> [Exercise prompt]
Exact repetition, pictures omitted: give every record below again.

> [Data]
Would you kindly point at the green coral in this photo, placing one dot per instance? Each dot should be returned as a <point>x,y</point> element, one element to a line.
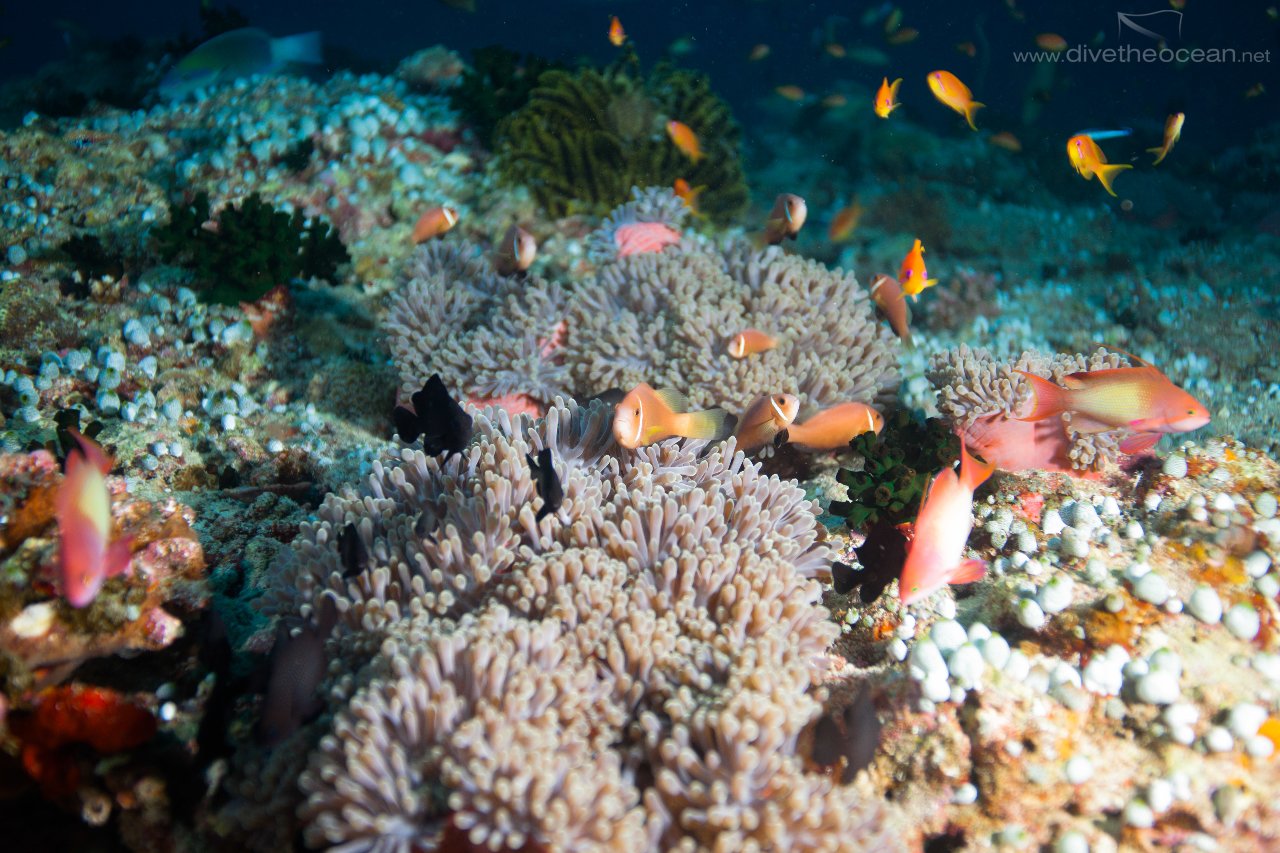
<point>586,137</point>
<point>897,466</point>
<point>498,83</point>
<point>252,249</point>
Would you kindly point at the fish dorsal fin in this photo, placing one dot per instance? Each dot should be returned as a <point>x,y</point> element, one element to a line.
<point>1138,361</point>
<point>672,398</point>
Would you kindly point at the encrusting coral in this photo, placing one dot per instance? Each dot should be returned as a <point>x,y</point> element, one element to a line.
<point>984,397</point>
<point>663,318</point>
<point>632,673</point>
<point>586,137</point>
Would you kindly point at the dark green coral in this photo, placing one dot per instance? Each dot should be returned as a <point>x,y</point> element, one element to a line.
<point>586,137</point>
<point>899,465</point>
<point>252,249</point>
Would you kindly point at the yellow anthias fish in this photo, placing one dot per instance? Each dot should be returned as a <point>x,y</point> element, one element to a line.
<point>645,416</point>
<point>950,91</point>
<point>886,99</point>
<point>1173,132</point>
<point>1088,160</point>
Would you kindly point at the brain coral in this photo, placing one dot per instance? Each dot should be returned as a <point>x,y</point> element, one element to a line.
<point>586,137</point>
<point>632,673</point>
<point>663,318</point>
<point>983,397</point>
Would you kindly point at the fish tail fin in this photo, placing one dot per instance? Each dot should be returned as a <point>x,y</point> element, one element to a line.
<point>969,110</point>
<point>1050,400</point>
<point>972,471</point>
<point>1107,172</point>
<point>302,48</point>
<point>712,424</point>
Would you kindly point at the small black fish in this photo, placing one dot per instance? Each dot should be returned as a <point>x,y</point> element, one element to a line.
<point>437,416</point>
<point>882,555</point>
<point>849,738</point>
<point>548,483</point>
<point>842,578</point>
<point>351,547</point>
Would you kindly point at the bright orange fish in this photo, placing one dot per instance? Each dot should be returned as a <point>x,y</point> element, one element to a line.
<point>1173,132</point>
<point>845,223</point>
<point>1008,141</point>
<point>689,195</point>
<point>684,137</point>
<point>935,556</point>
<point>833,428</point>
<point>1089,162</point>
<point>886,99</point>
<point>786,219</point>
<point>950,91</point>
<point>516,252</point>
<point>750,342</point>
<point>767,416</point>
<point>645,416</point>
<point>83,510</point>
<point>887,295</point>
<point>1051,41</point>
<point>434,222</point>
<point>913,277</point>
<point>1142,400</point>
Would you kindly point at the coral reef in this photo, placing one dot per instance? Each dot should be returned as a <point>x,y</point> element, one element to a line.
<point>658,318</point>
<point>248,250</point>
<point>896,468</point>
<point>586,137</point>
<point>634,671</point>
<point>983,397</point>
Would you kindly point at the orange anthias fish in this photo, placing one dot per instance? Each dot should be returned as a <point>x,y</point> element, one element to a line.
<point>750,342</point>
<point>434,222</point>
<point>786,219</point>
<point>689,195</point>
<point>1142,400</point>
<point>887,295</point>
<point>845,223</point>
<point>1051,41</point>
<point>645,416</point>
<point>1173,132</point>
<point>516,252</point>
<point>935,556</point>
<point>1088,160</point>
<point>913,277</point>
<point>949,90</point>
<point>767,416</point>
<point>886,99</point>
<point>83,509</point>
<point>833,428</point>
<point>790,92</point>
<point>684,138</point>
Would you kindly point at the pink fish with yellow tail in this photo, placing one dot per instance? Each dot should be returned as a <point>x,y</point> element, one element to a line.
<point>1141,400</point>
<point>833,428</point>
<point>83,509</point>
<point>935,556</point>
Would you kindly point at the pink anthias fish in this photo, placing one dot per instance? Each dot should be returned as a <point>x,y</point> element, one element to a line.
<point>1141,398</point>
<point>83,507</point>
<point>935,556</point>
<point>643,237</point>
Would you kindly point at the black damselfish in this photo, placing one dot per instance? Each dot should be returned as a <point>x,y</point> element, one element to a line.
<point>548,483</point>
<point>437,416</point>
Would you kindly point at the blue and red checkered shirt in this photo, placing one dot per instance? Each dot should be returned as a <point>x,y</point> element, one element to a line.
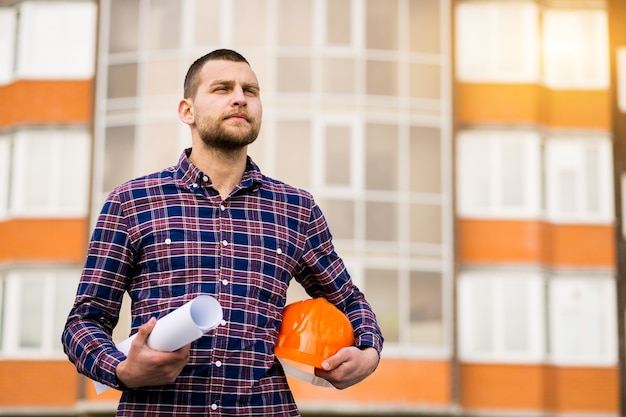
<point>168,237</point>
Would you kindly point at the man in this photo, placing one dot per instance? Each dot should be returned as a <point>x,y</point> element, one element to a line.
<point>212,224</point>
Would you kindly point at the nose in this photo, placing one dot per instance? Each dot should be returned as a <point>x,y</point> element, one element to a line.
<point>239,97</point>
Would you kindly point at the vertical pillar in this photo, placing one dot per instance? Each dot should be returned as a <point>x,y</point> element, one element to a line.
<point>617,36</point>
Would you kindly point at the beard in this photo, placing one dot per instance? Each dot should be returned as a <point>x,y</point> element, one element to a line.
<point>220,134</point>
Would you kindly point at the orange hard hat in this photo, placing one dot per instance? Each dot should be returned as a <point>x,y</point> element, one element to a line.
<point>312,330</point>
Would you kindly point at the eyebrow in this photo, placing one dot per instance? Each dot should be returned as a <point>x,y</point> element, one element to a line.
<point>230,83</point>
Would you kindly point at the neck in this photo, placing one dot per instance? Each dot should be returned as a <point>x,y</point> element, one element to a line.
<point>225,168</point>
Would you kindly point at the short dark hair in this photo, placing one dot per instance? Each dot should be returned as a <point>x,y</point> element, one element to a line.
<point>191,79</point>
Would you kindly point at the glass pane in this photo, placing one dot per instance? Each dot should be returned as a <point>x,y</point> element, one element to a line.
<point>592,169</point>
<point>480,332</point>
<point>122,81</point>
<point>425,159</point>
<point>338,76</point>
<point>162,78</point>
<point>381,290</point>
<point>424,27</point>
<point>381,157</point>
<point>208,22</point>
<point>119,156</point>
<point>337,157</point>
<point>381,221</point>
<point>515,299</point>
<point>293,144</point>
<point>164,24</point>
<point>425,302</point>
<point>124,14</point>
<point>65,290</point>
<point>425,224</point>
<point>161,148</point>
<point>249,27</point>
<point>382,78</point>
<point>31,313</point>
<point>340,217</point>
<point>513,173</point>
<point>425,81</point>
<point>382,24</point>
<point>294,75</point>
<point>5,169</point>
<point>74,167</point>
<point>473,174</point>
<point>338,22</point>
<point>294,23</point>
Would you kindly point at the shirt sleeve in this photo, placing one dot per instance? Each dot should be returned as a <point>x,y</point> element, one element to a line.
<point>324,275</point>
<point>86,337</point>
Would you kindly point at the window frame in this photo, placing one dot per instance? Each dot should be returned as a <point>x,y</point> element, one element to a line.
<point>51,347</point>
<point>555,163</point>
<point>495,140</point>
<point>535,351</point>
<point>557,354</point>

> [Response area]
Would you kindly point at the green coral in this photo, placing one dot per instance? Each dot should be returned as a <point>x,y</point> element, one element to a line.
<point>586,137</point>
<point>897,466</point>
<point>498,83</point>
<point>252,249</point>
Would you kindly point at the fish dorsal fin in this photo, placing one dot per instance? Each dot should be returned as a <point>x,y</point> element, one element to a line.
<point>1138,361</point>
<point>672,398</point>
Would you kindly point at the encrusting coral in this photo, placing one dot per instance? Each dot should be returned as a <point>x,y</point> element, one element to a line.
<point>984,397</point>
<point>663,318</point>
<point>632,673</point>
<point>586,137</point>
Would you kindly point at the dark green coral in this photo, placing one dot per instance? Each dot should be returned as a <point>x,y</point> element, one element to a line.
<point>586,137</point>
<point>899,465</point>
<point>252,249</point>
Would you kindly point at the yellow anthias fish in this photo, placing one dot per instance? Each dot should be returned as a <point>x,y</point> element, one element to a line.
<point>645,416</point>
<point>950,91</point>
<point>886,99</point>
<point>1173,132</point>
<point>1088,160</point>
Would you kindly point at the brain coral in this photo, placing one dot per instance? Each dot should be returned as a <point>x,y</point> element, one element to a line.
<point>586,137</point>
<point>632,673</point>
<point>663,318</point>
<point>983,397</point>
Would you kindly point at the fish tail fin in this photo, placing one dot per instance? Each dot should be returned as a <point>x,y</point> element, one element to a line.
<point>969,110</point>
<point>1050,400</point>
<point>972,471</point>
<point>1107,172</point>
<point>302,48</point>
<point>712,424</point>
Would you kindly point at the small black fish in this photo, placing one dot per instance? Each dot should be returned as a <point>x,y</point> element, one element to a line.
<point>437,416</point>
<point>882,555</point>
<point>849,738</point>
<point>548,483</point>
<point>842,578</point>
<point>351,547</point>
Would you kindly point at the bright orange fish in this photo, placing one dot per instance? Each dot should be returned as a <point>x,y</point> element, one element to a line.
<point>1173,132</point>
<point>845,223</point>
<point>1008,141</point>
<point>689,195</point>
<point>684,137</point>
<point>935,556</point>
<point>833,428</point>
<point>1089,162</point>
<point>886,99</point>
<point>786,219</point>
<point>950,91</point>
<point>516,252</point>
<point>750,342</point>
<point>767,416</point>
<point>645,416</point>
<point>83,510</point>
<point>887,295</point>
<point>1051,41</point>
<point>434,222</point>
<point>913,277</point>
<point>1142,400</point>
Would you kindly point at the coral reef in this photo, placing one dot per instance? Each dot should be returned as a <point>x,y</point> element, one element to a line.
<point>658,318</point>
<point>248,250</point>
<point>896,468</point>
<point>586,137</point>
<point>634,671</point>
<point>983,397</point>
Would you kindly point at the orange anthias fish in this photo, placing one dot per instance? Each dot should be returned as a <point>x,y</point> element, one element to a line.
<point>750,342</point>
<point>434,222</point>
<point>786,219</point>
<point>689,195</point>
<point>1142,400</point>
<point>887,295</point>
<point>845,223</point>
<point>1051,41</point>
<point>645,416</point>
<point>1173,132</point>
<point>516,252</point>
<point>935,556</point>
<point>1088,160</point>
<point>913,277</point>
<point>949,90</point>
<point>767,416</point>
<point>886,99</point>
<point>83,509</point>
<point>833,428</point>
<point>790,92</point>
<point>684,138</point>
Would you kindly point at the pink fish with yellow tail in this photo, placing one dot per instance? Each dot should be returned as a <point>x,y</point> element, one element to a line.
<point>1141,400</point>
<point>833,428</point>
<point>83,509</point>
<point>935,556</point>
Would you kindly point at the pink anthias fish in this photo, placing one dot per instance? Each dot should be returned as a <point>x,y</point> element, one element to a line.
<point>1141,398</point>
<point>83,507</point>
<point>935,556</point>
<point>643,237</point>
Would you kindly point at the black damselfish in this photo, placing one dot per instance? Each dot should be returned as a <point>x,y</point> element, one element to a line.
<point>548,483</point>
<point>437,416</point>
Would you kindly point at the blue and red checkered shirt in this photo, placing one dot per instance? Each dot should be returned as a <point>x,y</point> element, one element to a line.
<point>168,237</point>
Would you kindly point at the man in this photo, placing one dot per instance? Each dot should be returned as a <point>x,y</point> element, one element to a line.
<point>212,224</point>
Would you kindly point at the nose in this photo, placing one dot per instance? Each dot should be returned as a <point>x,y</point> element, one element to a line.
<point>239,97</point>
Would you kindly point at the vertical pillar in this photo, placing one dot per instance? Each dot should be returned as a <point>x,y</point> element, one element to a line.
<point>617,36</point>
Would you kindly point at the beard in this photo, placing one dot per instance? Each dot should be returned as a <point>x,y</point> element, one element to a line.
<point>220,134</point>
Would you kindly point at the orange hard hat in this photo, placing one dot per instance? Each dot should be returned as a <point>x,y</point> element, one element to a line.
<point>312,330</point>
Would you kindly point at the eyebrow in this photo, placing one dot per instance? Each dot should be returned as a <point>x,y</point> element, one element to a line.
<point>230,83</point>
Would you kindly point at the neck in this photo, placing one dot per instance? Each dot should be returned as a <point>x,y</point> element, one element to a line.
<point>225,168</point>
Would you kindly point at the short dark hair in this photo, placing one dot per instance? Each dot should be returned as a <point>x,y</point> element, one element to a line.
<point>191,79</point>
Would you kindly point at the glass pane in this photo, placing one dot per instance? Each dot should be returned as a <point>x,y</point> element, one element to a line.
<point>592,169</point>
<point>480,332</point>
<point>122,81</point>
<point>425,159</point>
<point>338,76</point>
<point>162,78</point>
<point>381,290</point>
<point>424,27</point>
<point>381,157</point>
<point>208,22</point>
<point>119,156</point>
<point>337,157</point>
<point>381,221</point>
<point>515,299</point>
<point>293,144</point>
<point>164,24</point>
<point>425,302</point>
<point>124,14</point>
<point>65,290</point>
<point>425,224</point>
<point>161,148</point>
<point>249,27</point>
<point>382,78</point>
<point>31,313</point>
<point>340,217</point>
<point>513,173</point>
<point>425,81</point>
<point>382,24</point>
<point>294,75</point>
<point>5,169</point>
<point>74,167</point>
<point>473,174</point>
<point>338,22</point>
<point>294,23</point>
Would you kindly point at the shirt sleeve in this photo, placing one dot per instance? Each dot should be returned as a <point>x,y</point> element, one element to a line.
<point>324,275</point>
<point>86,337</point>
Would you kindly point at the window frame in this photo, placing one dot per instance? Each dot should be returned as a <point>x,y</point> element, one element to a line.
<point>51,347</point>
<point>555,163</point>
<point>495,140</point>
<point>535,351</point>
<point>557,354</point>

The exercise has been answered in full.